DATA SUPPLIED below:

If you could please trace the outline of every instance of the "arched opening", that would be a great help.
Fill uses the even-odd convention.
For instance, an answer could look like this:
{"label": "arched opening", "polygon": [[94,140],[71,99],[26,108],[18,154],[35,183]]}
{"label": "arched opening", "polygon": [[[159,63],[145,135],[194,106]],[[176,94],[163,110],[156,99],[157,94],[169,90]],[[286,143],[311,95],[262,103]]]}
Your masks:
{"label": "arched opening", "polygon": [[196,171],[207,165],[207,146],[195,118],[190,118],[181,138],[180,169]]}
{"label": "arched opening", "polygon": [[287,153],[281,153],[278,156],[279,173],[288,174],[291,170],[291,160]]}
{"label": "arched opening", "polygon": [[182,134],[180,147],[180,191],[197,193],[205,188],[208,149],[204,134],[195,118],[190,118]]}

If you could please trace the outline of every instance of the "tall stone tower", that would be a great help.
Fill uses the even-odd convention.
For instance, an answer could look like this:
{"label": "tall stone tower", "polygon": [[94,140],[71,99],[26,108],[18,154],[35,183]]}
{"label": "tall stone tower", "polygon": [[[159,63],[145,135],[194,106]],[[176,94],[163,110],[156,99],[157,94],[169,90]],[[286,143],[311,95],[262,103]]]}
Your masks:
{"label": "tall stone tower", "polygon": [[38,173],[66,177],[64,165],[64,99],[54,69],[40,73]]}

End of DATA SUPPLIED.
DATA SUPPLIED below:

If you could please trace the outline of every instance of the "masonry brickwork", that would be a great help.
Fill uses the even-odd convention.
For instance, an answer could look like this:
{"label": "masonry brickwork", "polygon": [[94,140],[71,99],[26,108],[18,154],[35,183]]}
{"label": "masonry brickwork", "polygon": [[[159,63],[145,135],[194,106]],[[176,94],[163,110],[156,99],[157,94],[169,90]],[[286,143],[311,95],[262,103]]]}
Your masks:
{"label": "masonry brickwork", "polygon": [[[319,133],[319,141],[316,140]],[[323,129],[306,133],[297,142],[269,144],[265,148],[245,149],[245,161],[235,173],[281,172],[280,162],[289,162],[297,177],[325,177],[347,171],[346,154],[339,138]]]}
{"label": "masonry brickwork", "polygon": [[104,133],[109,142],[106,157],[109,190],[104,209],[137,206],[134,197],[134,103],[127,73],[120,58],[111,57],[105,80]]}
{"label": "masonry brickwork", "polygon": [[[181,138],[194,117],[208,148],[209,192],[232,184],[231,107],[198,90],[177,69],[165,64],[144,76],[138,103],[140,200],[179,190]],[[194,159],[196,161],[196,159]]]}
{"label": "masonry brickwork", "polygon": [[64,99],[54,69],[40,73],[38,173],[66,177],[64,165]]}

End of DATA SUPPLIED.
DATA SUPPLIED below:

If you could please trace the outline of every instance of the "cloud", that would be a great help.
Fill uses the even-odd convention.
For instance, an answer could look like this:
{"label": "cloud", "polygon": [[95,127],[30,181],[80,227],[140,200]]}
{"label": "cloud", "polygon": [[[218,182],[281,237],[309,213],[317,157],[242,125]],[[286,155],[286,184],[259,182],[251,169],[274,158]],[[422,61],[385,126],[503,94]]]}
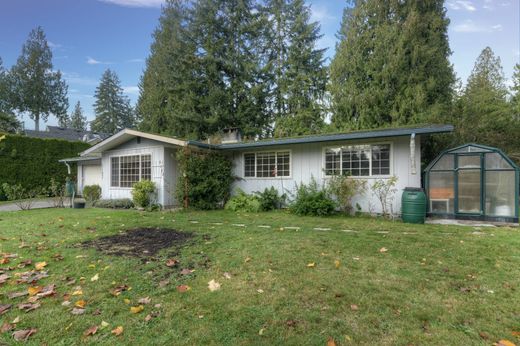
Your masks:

End of DATA SUPPLIED.

INSTRUCTIONS FOR THE TASK
Across the data above, count the lines that include the word "would", and respond with the number alone.

WRITTEN REPLY
4